→ WORKING DATA:

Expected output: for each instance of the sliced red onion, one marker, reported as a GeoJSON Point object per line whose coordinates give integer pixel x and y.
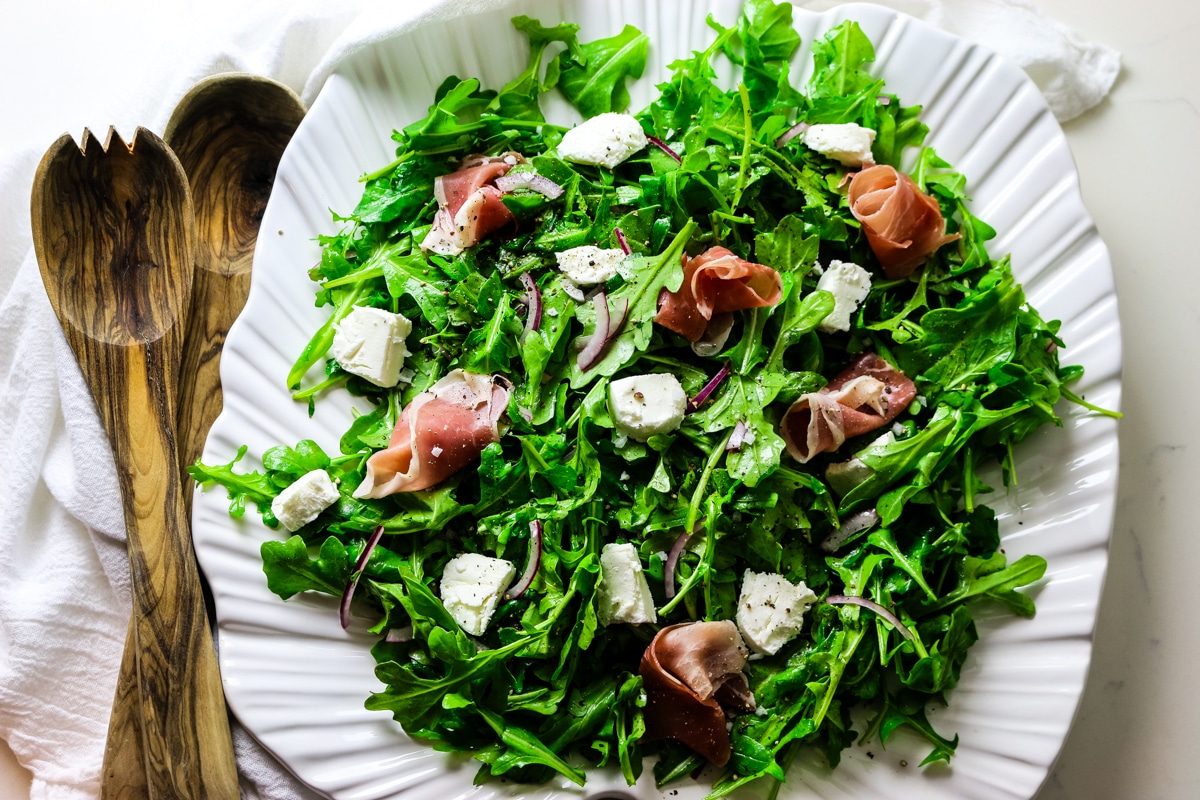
{"type": "Point", "coordinates": [532, 181]}
{"type": "Point", "coordinates": [852, 600]}
{"type": "Point", "coordinates": [400, 635]}
{"type": "Point", "coordinates": [791, 133]}
{"type": "Point", "coordinates": [738, 437]}
{"type": "Point", "coordinates": [343, 612]}
{"type": "Point", "coordinates": [532, 564]}
{"type": "Point", "coordinates": [665, 148]}
{"type": "Point", "coordinates": [715, 335]}
{"type": "Point", "coordinates": [606, 328]}
{"type": "Point", "coordinates": [621, 240]}
{"type": "Point", "coordinates": [532, 301]}
{"type": "Point", "coordinates": [709, 388]}
{"type": "Point", "coordinates": [672, 563]}
{"type": "Point", "coordinates": [851, 525]}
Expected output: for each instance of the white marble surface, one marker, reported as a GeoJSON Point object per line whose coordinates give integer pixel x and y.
{"type": "Point", "coordinates": [1140, 168]}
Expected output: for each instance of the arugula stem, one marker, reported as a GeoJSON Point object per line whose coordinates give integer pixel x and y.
{"type": "Point", "coordinates": [318, 346]}
{"type": "Point", "coordinates": [1079, 401]}
{"type": "Point", "coordinates": [358, 276]}
{"type": "Point", "coordinates": [745, 144]}
{"type": "Point", "coordinates": [323, 385]}
{"type": "Point", "coordinates": [717, 453]}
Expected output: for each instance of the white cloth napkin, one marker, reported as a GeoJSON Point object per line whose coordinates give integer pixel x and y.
{"type": "Point", "coordinates": [64, 578]}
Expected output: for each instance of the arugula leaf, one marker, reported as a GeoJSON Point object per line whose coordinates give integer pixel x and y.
{"type": "Point", "coordinates": [519, 98]}
{"type": "Point", "coordinates": [291, 571]}
{"type": "Point", "coordinates": [255, 487]}
{"type": "Point", "coordinates": [593, 76]}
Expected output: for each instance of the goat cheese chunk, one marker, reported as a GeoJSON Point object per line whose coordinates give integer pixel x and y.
{"type": "Point", "coordinates": [771, 611]}
{"type": "Point", "coordinates": [624, 595]}
{"type": "Point", "coordinates": [370, 343]}
{"type": "Point", "coordinates": [849, 284]}
{"type": "Point", "coordinates": [472, 585]}
{"type": "Point", "coordinates": [589, 265]}
{"type": "Point", "coordinates": [847, 143]}
{"type": "Point", "coordinates": [646, 405]}
{"type": "Point", "coordinates": [605, 140]}
{"type": "Point", "coordinates": [304, 500]}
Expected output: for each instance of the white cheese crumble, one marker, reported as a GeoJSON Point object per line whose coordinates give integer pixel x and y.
{"type": "Point", "coordinates": [589, 265]}
{"type": "Point", "coordinates": [472, 585]}
{"type": "Point", "coordinates": [604, 140]}
{"type": "Point", "coordinates": [771, 609]}
{"type": "Point", "coordinates": [623, 595]}
{"type": "Point", "coordinates": [370, 343]}
{"type": "Point", "coordinates": [304, 500]}
{"type": "Point", "coordinates": [849, 284]}
{"type": "Point", "coordinates": [646, 405]}
{"type": "Point", "coordinates": [845, 476]}
{"type": "Point", "coordinates": [847, 143]}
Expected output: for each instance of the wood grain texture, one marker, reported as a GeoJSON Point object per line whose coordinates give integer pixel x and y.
{"type": "Point", "coordinates": [115, 238]}
{"type": "Point", "coordinates": [228, 133]}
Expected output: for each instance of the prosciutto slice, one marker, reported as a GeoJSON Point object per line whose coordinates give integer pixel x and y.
{"type": "Point", "coordinates": [442, 431]}
{"type": "Point", "coordinates": [689, 671]}
{"type": "Point", "coordinates": [864, 397]}
{"type": "Point", "coordinates": [469, 205]}
{"type": "Point", "coordinates": [903, 224]}
{"type": "Point", "coordinates": [717, 282]}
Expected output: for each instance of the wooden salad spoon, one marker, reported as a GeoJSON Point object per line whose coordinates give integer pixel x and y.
{"type": "Point", "coordinates": [228, 132]}
{"type": "Point", "coordinates": [115, 240]}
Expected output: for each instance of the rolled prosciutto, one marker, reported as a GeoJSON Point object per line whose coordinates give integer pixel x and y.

→ ABOUT THIS EXERCISE: Exactly the lines from the one containing "Expected output: for each instance of the prosciutto" through the end of the records above should be returned, with both ends kept.

→ ANSWER TO THIS EXERCISE:
Expected output: for each instance of the prosciutto slice, one marker, reported as a GeoJSON Point object per line whose coordinates give integer pixel x and y.
{"type": "Point", "coordinates": [442, 431]}
{"type": "Point", "coordinates": [689, 671]}
{"type": "Point", "coordinates": [864, 397]}
{"type": "Point", "coordinates": [469, 205]}
{"type": "Point", "coordinates": [903, 224]}
{"type": "Point", "coordinates": [717, 282]}
Expected output: for each instance of the wooden salad spoon, one marker, reported as a GeoJSON Point object per line whose coordinates give integer pixel x and y.
{"type": "Point", "coordinates": [228, 132]}
{"type": "Point", "coordinates": [115, 240]}
Expected output: for each instance of the rolled prosciutto, one marker, reported as a GeoJSON Point object per line whose coordinates give integer pixel x and y.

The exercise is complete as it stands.